__Data supplied__

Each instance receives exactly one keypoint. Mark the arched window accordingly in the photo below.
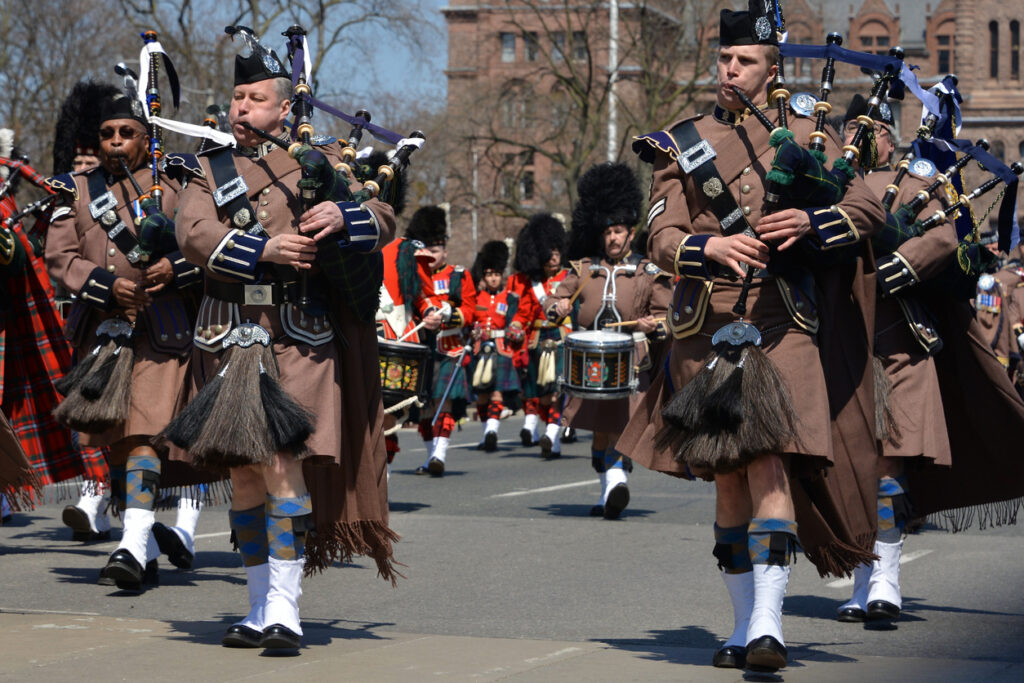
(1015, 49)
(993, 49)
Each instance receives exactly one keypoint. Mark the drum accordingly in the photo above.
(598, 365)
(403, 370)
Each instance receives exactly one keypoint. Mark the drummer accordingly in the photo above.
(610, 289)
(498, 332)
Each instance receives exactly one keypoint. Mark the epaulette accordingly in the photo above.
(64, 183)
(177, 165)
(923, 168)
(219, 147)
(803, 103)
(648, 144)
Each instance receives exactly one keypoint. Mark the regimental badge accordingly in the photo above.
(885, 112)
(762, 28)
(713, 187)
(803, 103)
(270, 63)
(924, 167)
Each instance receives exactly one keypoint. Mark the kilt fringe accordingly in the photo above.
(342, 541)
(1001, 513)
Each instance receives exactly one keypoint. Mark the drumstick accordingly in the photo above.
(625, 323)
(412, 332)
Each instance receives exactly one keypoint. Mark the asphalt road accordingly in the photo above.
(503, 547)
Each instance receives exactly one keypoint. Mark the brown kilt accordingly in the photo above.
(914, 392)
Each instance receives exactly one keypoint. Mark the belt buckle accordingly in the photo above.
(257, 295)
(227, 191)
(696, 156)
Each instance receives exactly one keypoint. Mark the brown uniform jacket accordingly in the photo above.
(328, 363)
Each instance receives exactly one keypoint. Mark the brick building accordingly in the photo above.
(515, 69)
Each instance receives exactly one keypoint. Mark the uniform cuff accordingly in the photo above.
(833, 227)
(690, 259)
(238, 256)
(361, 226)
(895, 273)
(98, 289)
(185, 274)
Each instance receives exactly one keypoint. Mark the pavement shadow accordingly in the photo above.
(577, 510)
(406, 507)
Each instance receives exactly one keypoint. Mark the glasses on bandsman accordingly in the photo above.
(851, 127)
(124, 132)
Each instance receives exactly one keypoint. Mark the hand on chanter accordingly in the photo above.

__Work to complete__
Reproduce all of the records above word for word, omitting the picture from your copy.

__Solution to the exercise__
Each instance receives exactly one keypoint. Mark the arched window accordingly in the photo below.
(1015, 49)
(993, 49)
Each instance receives exactly one keypoint. Mark the drum accordingly in the photo above.
(598, 365)
(403, 370)
Each instance receives exactly one keypoint. Mark the drummer accordingly in the photo above.
(610, 289)
(498, 332)
Each instance receives exactly one keypoint. Mark the epaulette accordingly in the photo above.
(64, 183)
(177, 165)
(923, 168)
(219, 147)
(803, 103)
(648, 144)
Each instance receives exactly one keypoint. Mark the regimental badge accordingly in the photo above.
(885, 112)
(762, 28)
(713, 187)
(803, 103)
(270, 63)
(924, 167)
Each instance receives exactly one keypoint. Mark the kilt fringe accordingly in the photo above.
(342, 541)
(1001, 513)
Each instance receives exactly one keypoint. Mark the drumstick accordingly in the photo above.
(625, 323)
(412, 332)
Each instance receives exactly one keypoint. Mark the asphalt road accordingly in the photo above.
(503, 547)
Each instance receives exactly one keypoint. Mark the brown kilt accordingly in the photo above.
(914, 392)
Each instance receives exactly one keypoint. Mark the belt buckle accordingly in the photo above.
(257, 295)
(227, 191)
(696, 156)
Each instance receives exactly one keypoint. Mark the brown uniform jacket accordingly in the photo above.
(328, 363)
Each instance receives exactly one keypoint. Mark the brick building accordingly in the photo above.
(515, 69)
Each instance receives exactly one keypoint. Mark the uniform cuff accordingly in the photo above.
(833, 227)
(690, 259)
(238, 256)
(361, 226)
(895, 273)
(98, 289)
(185, 274)
Each instance receives exactly one keypoint. Mark the pavement shadow accordingly in the photo above.
(577, 510)
(406, 507)
Each instance receives exactly one keypoint. Mark the glasses on bandsman accordingly in the photo above.
(851, 127)
(124, 132)
Each instance receives exactly one keypoint. Mark the hand on chanter accordingly in the photo above.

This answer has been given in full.